Records contained in a dataset:
◇ ◇ ◇ ◇

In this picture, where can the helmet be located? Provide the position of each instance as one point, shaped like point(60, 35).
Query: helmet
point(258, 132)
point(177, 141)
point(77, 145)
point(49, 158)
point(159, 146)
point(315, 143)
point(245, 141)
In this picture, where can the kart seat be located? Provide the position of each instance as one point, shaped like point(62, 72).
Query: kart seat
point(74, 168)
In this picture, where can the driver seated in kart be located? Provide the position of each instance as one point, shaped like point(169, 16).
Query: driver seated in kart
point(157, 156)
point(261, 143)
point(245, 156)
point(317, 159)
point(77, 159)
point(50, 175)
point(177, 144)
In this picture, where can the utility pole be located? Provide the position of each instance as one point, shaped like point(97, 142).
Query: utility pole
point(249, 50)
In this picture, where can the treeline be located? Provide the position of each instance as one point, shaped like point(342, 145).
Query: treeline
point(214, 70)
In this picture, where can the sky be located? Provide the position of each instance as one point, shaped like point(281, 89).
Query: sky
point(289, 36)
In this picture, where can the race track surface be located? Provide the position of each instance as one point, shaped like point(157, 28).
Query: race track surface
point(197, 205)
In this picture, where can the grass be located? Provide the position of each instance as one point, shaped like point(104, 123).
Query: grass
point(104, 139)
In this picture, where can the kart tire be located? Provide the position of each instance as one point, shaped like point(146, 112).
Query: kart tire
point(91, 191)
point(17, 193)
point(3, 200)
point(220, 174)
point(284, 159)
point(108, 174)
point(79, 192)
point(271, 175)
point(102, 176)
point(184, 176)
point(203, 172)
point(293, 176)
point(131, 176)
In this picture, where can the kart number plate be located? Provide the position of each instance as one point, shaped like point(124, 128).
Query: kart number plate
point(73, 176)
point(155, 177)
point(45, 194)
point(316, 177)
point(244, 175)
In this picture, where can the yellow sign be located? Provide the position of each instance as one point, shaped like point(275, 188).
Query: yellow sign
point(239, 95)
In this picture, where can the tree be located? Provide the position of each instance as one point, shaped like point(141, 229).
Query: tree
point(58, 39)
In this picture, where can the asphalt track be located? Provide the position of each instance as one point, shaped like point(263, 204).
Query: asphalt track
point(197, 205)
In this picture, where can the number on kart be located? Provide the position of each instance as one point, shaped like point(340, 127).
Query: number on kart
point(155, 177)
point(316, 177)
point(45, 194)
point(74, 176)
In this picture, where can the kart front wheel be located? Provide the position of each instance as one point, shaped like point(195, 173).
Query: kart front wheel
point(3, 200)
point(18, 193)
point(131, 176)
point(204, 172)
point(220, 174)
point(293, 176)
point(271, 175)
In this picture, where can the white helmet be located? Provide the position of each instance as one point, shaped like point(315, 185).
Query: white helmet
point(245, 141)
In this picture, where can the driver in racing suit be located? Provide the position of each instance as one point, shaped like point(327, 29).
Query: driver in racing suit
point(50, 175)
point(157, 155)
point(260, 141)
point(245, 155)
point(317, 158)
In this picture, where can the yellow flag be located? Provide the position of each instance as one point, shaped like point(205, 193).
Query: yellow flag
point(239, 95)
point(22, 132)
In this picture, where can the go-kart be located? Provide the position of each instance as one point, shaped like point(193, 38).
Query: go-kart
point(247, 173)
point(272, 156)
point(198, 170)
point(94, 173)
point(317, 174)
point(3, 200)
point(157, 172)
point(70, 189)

◇ ◇ ◇ ◇

Exercise task: Format every line of the items above as a Markdown table with two columns, No. and Line. Number each row and leave out any blank lines.

Correct result:
| No. | Line |
|---|---|
| 1 | In this picture, where can the helmet be located? Provide the position of each instance as one point, shaped like point(60, 35). |
| 2 | Query: helmet |
| 3 | point(258, 132) |
| 4 | point(177, 141) |
| 5 | point(77, 145) |
| 6 | point(49, 158) |
| 7 | point(159, 146) |
| 8 | point(315, 143) |
| 9 | point(245, 141) |
| 10 | In this picture, where can the kart seat be located? Provide the position of each instance as one point, shaped like point(62, 72). |
| 11 | Query: kart seat |
| 12 | point(74, 168) |
| 13 | In this picture, where can the driver seated in kart be located? Provide the position of each instance as one point, shaped like point(169, 16). |
| 14 | Query: driver seated in kart |
| 15 | point(157, 156) |
| 16 | point(261, 143) |
| 17 | point(245, 156) |
| 18 | point(317, 159) |
| 19 | point(77, 159) |
| 20 | point(50, 175) |
| 21 | point(177, 144) |
| 22 | In this picture, where can the utility pole be located? Provide the position of each instance as one point, shaped like point(97, 142). |
| 23 | Query: utility pole |
| 24 | point(249, 50) |
| 25 | In this picture, where can the treeline be located? Provide the position of each instance as one point, shaped like point(342, 145). |
| 26 | Query: treeline |
| 27 | point(214, 70) |
| 28 | In this picture, where can the sky be located? Provide the position of each instance as one point, shaped like point(281, 89). |
| 29 | Query: sky |
| 30 | point(289, 36) |
| 31 | In this picture, where can the race track surface be located? Provide the position of each instance as one point, shaped like point(157, 28). |
| 32 | Query: race track surface |
| 33 | point(197, 205) |
| 34 | In this picture, where can the grass be located? Provide the position of each instance as one point, shaped like point(104, 123). |
| 35 | Query: grass |
| 36 | point(104, 139) |
| 37 | In this picture, where can the kart tire be located? Provide the position of each instance as one point, shaped like point(146, 112). |
| 38 | Query: kart tire |
| 39 | point(91, 191) |
| 40 | point(17, 193) |
| 41 | point(3, 200) |
| 42 | point(220, 174) |
| 43 | point(284, 159) |
| 44 | point(108, 174) |
| 45 | point(79, 192) |
| 46 | point(271, 175) |
| 47 | point(102, 176) |
| 48 | point(184, 176) |
| 49 | point(203, 172) |
| 50 | point(293, 176) |
| 51 | point(131, 176) |
| 52 | In this picture, where can the kart number plate be located? Provide the position of each instance as one point, shaped like point(124, 128). |
| 53 | Query: kart number plate |
| 54 | point(73, 176) |
| 55 | point(155, 177) |
| 56 | point(45, 194) |
| 57 | point(316, 177) |
| 58 | point(244, 175) |
| 59 | In this picture, where can the yellow sign be located? Provide the position of each instance as one point, shaped like point(275, 188). |
| 60 | Query: yellow sign |
| 61 | point(239, 95) |
| 62 | In this picture, where can the tree be located? Provide the position of each instance as one point, shaped like point(141, 229). |
| 63 | Query: tree |
| 64 | point(58, 39) |
| 65 | In this picture, where can the asphalt track be located? Provide the position of each instance as one point, shaped like point(263, 204). |
| 66 | Query: asphalt track |
| 67 | point(197, 205) |
| 68 | In this picture, where can the number on kart be located? Provide the position of each instance as one point, shaped like point(340, 127). |
| 69 | Query: number on kart |
| 70 | point(155, 177) |
| 71 | point(316, 177) |
| 72 | point(45, 194) |
| 73 | point(74, 176) |
| 74 | In this picture, where can the kart front wheel be located? Provide the position of each instance as one point, shaped like point(195, 173). |
| 75 | Query: kart front wheel |
| 76 | point(3, 200) |
| 77 | point(18, 193) |
| 78 | point(131, 176) |
| 79 | point(204, 172) |
| 80 | point(220, 174) |
| 81 | point(293, 176) |
| 82 | point(271, 175) |
| 83 | In this picture, where can the white helmet be located? Provide the position of each instance as one point, shaped like point(315, 185). |
| 84 | Query: white helmet |
| 85 | point(245, 141) |
| 86 | In this picture, where can the driver in racing suit be located? Provide the position of each instance as one point, shaped like point(327, 29). |
| 87 | Query: driver in racing suit |
| 88 | point(50, 175) |
| 89 | point(157, 155) |
| 90 | point(260, 141) |
| 91 | point(245, 155) |
| 92 | point(317, 158) |
| 93 | In this picture, where can the yellow flag be located? Provide the position of each instance as one point, shaped like point(205, 193). |
| 94 | Query: yellow flag |
| 95 | point(239, 95) |
| 96 | point(22, 132) |
| 97 | In this picture, where can the go-kart be located? Provide the position of each instance as one point, shaped like point(193, 38). |
| 98 | Query: go-kart |
| 99 | point(247, 173) |
| 100 | point(272, 156) |
| 101 | point(198, 170) |
| 102 | point(94, 173) |
| 103 | point(317, 174) |
| 104 | point(3, 200) |
| 105 | point(157, 172) |
| 106 | point(70, 189) |